▶ [Your task]
Below is a listing to copy exactly; no image goes into the copy.

▶ [Records for the exercise]
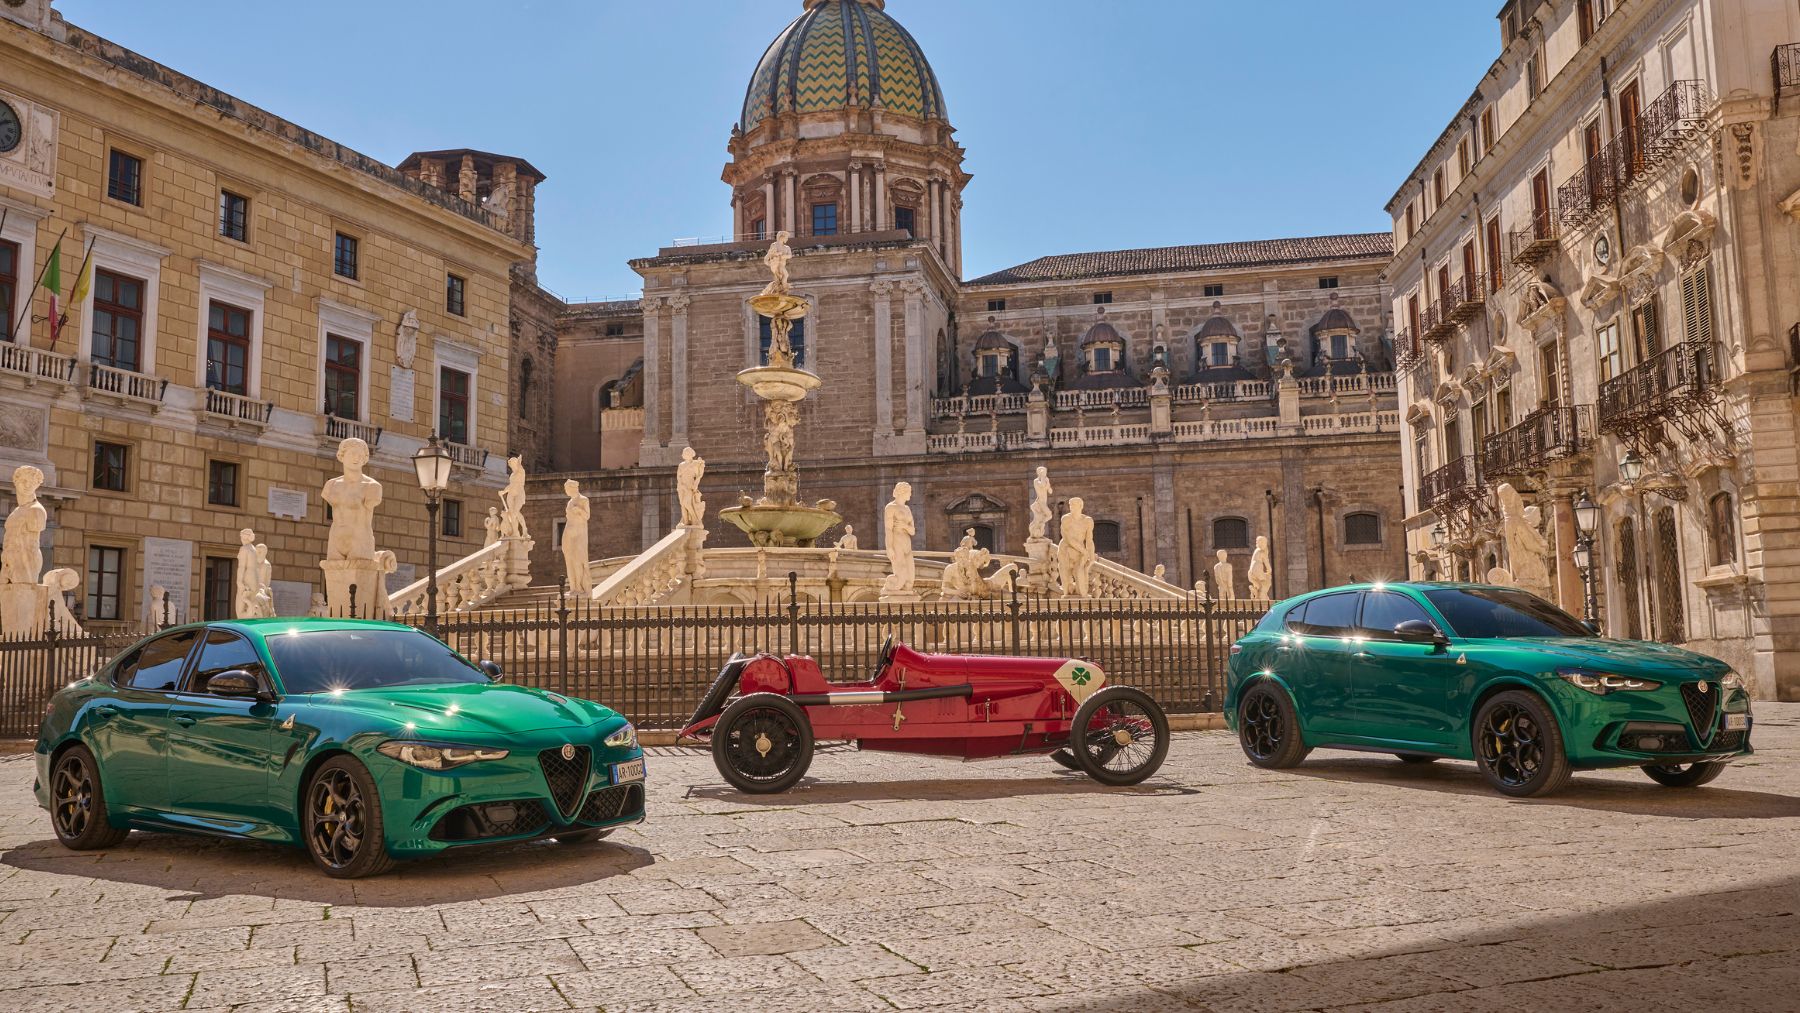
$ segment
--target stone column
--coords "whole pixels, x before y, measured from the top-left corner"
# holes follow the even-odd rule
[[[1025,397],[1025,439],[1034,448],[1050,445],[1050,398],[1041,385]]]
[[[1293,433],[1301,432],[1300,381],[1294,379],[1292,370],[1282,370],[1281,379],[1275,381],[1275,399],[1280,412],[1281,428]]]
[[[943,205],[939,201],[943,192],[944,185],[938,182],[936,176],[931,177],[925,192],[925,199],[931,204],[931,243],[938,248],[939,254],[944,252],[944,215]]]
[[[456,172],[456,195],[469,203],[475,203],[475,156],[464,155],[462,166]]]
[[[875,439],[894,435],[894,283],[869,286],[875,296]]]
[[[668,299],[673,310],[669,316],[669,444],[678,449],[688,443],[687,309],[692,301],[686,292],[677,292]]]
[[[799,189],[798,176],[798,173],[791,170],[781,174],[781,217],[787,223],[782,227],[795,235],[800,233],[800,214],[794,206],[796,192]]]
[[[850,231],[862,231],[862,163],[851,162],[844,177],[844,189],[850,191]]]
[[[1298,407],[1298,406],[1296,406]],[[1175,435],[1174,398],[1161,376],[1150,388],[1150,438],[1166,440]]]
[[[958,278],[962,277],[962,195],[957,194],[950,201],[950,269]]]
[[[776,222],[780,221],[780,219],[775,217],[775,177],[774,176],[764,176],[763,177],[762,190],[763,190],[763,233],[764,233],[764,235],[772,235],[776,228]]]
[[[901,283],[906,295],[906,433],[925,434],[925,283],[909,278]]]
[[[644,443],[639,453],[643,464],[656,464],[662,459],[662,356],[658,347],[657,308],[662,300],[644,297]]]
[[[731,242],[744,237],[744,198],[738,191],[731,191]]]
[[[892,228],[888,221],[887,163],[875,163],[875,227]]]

▶ [Solved problem]
$ segment
--target stone column
--coords "whole pixels, x before y, measured from the top-left corner"
# holes follow the even-odd rule
[[[1025,397],[1025,439],[1034,448],[1050,445],[1050,398],[1041,385]]]
[[[1293,433],[1301,432],[1300,381],[1294,379],[1292,370],[1282,370],[1281,379],[1275,381],[1275,399],[1280,412],[1281,428]]]
[[[943,205],[939,201],[943,192],[944,185],[938,182],[936,176],[931,177],[925,192],[925,199],[931,204],[931,243],[938,248],[939,254],[944,252],[944,215]]]
[[[456,172],[456,195],[469,203],[475,203],[475,156],[464,155],[462,166]]]
[[[875,439],[894,435],[894,283],[869,286],[875,296]]]
[[[668,299],[673,310],[669,316],[669,444],[678,449],[688,443],[687,309],[692,301],[686,292],[677,292]]]
[[[799,189],[798,176],[798,173],[791,170],[781,174],[781,217],[787,223],[782,227],[795,235],[800,233],[800,214],[794,206],[796,192]]]
[[[850,231],[862,231],[862,163],[851,162],[844,177],[844,189],[850,191]]]
[[[1298,407],[1298,406],[1296,406]],[[1175,435],[1174,398],[1161,376],[1150,388],[1150,438],[1166,440]]]
[[[958,278],[962,277],[962,195],[957,194],[950,201],[950,269]]]
[[[776,222],[780,221],[780,219],[775,217],[775,177],[774,176],[764,176],[763,177],[762,190],[763,190],[763,233],[764,233],[764,235],[772,235],[776,228]]]
[[[901,283],[906,295],[906,433],[925,434],[925,283],[909,278]]]
[[[644,443],[639,453],[643,464],[656,464],[662,459],[662,356],[658,347],[657,308],[662,300],[644,297]]]
[[[731,242],[744,237],[744,198],[738,191],[731,191]]]
[[[892,228],[888,221],[887,163],[875,163],[875,227]]]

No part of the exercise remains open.